▸ Prompt
Retype the data below, every word of it, exactly.

▸ Supplied data
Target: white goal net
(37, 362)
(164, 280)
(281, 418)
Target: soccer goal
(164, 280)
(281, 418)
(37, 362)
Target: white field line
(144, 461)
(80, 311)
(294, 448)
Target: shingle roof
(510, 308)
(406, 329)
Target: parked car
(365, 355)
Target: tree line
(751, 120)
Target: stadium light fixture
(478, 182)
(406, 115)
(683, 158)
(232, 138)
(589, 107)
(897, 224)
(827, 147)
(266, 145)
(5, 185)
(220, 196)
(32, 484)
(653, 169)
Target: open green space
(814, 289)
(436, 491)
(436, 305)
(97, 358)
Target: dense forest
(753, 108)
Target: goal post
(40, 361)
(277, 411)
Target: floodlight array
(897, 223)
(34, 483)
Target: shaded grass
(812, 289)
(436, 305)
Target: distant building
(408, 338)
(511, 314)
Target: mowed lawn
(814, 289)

▸ Task output
Target: white goal net
(37, 362)
(164, 280)
(281, 418)
Target: soccer goal
(164, 280)
(281, 418)
(37, 362)
Target: white field line
(144, 461)
(80, 311)
(294, 448)
Target: shingle roof
(510, 308)
(406, 329)
Target: parked car
(365, 355)
Target: tree line
(751, 120)
Target: stadium light fixture
(478, 182)
(406, 115)
(683, 158)
(232, 138)
(589, 107)
(897, 224)
(827, 147)
(266, 145)
(5, 185)
(220, 196)
(32, 484)
(653, 169)
Target: open green space
(814, 289)
(436, 491)
(436, 305)
(97, 358)
Target: dense forest
(753, 108)
Target: goal post
(40, 361)
(277, 411)
Target: floodlight array
(897, 223)
(34, 483)
Target: shaded grass
(812, 289)
(436, 305)
Target: distant building
(408, 338)
(511, 314)
Target: mowed lawn
(814, 289)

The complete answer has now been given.